Excerpts of pointing data
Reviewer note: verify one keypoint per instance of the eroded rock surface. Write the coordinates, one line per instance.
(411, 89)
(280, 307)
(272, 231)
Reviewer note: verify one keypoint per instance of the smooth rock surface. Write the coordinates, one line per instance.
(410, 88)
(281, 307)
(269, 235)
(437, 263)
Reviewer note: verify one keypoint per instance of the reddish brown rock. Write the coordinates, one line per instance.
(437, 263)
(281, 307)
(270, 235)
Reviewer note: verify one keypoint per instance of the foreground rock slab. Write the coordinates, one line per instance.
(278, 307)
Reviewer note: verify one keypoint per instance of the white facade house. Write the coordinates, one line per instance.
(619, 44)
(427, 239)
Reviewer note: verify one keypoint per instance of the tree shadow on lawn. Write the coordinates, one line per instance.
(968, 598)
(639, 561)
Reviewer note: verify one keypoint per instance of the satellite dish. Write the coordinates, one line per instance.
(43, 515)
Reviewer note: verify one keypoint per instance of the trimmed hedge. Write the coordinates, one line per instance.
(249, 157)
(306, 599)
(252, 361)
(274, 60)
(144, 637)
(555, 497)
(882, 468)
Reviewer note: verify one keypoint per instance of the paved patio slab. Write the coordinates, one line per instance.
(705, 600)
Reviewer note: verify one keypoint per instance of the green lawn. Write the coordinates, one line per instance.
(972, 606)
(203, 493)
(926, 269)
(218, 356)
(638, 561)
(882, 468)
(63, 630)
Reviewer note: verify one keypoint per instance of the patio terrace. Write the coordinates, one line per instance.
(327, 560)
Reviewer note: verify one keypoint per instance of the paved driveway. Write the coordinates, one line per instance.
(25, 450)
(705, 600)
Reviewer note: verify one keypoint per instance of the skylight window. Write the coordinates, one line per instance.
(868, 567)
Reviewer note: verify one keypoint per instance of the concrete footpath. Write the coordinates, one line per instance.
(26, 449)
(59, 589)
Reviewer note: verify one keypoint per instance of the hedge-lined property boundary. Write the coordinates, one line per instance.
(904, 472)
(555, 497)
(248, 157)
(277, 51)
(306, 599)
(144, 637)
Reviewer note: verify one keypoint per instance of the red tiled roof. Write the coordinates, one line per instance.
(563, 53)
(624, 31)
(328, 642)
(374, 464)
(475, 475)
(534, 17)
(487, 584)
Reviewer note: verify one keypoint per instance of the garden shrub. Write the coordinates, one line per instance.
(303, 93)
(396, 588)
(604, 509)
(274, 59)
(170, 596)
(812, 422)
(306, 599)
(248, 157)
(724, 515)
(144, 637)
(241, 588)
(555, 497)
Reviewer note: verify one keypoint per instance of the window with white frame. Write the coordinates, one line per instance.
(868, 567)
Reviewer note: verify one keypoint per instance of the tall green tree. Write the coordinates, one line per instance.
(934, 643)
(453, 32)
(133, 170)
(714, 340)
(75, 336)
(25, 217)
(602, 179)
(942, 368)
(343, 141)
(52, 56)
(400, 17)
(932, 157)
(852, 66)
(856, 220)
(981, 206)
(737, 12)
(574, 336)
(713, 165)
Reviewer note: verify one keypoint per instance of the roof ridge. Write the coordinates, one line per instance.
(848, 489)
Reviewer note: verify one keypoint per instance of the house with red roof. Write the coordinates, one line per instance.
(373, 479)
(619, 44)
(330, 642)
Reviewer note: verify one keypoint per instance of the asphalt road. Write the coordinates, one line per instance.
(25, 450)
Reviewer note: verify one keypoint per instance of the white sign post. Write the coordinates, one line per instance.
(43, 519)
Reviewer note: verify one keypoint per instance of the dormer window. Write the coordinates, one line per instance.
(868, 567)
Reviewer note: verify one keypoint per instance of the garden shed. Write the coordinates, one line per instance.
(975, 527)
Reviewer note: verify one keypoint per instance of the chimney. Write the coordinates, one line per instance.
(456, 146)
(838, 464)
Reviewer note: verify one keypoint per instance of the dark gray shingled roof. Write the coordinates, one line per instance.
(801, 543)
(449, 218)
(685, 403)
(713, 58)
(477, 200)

[Written instruction] Using the material above, extract the line that contains "Reviewer note: verify one keypoint per instance of the roof" and every line after it, exactly as given; stop at the last line.

[Exercise answer]
Reviewer note: verify one keypoint per instance of the roof ridge. Write the coordinates, one line per instance.
(848, 489)
Reviewer note: verify one keypoint per instance of the house with red roof. Write the coordinates, one line per instance.
(373, 479)
(619, 44)
(330, 642)
Reviewer note: verify one keypoint per instance of the asphalt road. Write the coordinates, one line per instance.
(25, 450)
Reviewer note: verify one keypoint per instance of the white sign post. Write the coordinates, one line per instance.
(43, 519)
Reviewer note: verify one keypoint per instance of the dormer window. Write the coordinates, one line per instance.
(868, 567)
Reviewer note: verify one keypoint per instance of the garden shed. Write the coordinates, one line per instance.
(975, 527)
Reviewer note: verify one keypoint per instance of the chimney. Write the coordinates, one line per instance.
(456, 146)
(838, 464)
Reviewer note: verify one keypoint per instance of the dark gray shingled roof. Write the coordinates, one line per instance.
(801, 543)
(449, 218)
(685, 403)
(713, 58)
(477, 200)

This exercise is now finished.